> **STATED GOAL 1**
Answer these from the text on modern warfare below:
(a) What height can some MANPADs already reach?
(b) What two drawbacks of guns are named?
(c) What is called the primary driver for corrosive warfare and Denial primacy?
> **STATED GOAL 2**
Decide whether each statement agrees with the text on modern warfare below. Give yes or no, and quote the words of the text that settle it.
(a) Western SEAD is built to take out big, layered systems.
(b) The trend is toward costly weapons with a large footprint.
(c) What is happening is a short-lived flash in the pan.

> **READING TEXT**
++++++++++++++++++++
There is one massive flaw in this logic..well maybe two.  First is that SEAD and DEAD will work in modern context.  Western SEAD is designed specifically to take out IADS, big complex systems built in layers.  What we are seeing in Ukraine are highly distributed systems with more weight being carried by what we considered “point AD”.  Problem with “point” is that it becomes “area” if you have enough of them and can link them together.  We already see MANPADs capable of reaching up to 20000 plus feet, what happens when someone sticks a bunch of those on a UAS?

Let me be very clear…western “superiority” as we we know it may be dead as of this war.  The things we are seeing are on a very long trend going back to The Gulf War so this is not some flash in the pan phenomena, it is a building pressure wave.

Second flaw…guns will keep doing all the killing.  Guns are highly effective but they are big and have a very large logistical footprint.  The trend appears to be more and more loitering munitions and very long range systems be they rockets and/or unmanned.  Cheap, low footprint is the trend.

Finally the primary driver for corrosive warfare and Denial primacy does not appear to be weapon systems or capacity, it is C4ISR.  Our western forces have enormous logistical footprints that can be seen from space.  An opponent that can find them first and then hit them via any number of methods is going to be able stop us cold.
++++++++++++++++++++
> **RECORD LIST**
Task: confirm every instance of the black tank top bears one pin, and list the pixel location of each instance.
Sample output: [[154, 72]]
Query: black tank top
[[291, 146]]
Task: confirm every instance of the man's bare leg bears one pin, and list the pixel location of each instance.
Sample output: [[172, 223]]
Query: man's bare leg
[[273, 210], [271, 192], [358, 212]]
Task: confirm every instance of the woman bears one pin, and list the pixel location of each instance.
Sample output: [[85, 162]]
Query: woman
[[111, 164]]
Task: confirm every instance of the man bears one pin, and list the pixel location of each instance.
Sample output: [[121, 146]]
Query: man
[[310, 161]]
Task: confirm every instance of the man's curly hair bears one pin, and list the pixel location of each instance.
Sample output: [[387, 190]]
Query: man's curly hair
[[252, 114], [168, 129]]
++++++++++++++++++++
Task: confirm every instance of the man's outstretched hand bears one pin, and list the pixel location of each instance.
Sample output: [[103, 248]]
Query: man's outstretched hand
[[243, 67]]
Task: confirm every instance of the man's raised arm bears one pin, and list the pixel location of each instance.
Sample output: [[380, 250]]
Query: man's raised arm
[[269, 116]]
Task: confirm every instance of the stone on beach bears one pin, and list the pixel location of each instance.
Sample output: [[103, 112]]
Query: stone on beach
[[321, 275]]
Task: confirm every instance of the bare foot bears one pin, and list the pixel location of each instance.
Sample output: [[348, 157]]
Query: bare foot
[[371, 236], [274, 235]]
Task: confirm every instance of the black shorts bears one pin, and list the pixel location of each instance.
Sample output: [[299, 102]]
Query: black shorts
++++++++++++++++++++
> **TASK OUTPUT 1**
(a) Up to 20000 plus feet.
(b) They are big, and they have a very large logistical footprint.
(c) C4ISR.

> **TASK OUTPUT 2**
(a) Yes: "Western SEAD is designed specifically to take out IADS, big complex systems built in layers."
(b) No: "Cheap, low footprint is the trend."
(c) No: "this is not some flash in the pan phenomena, it is a building pressure wave."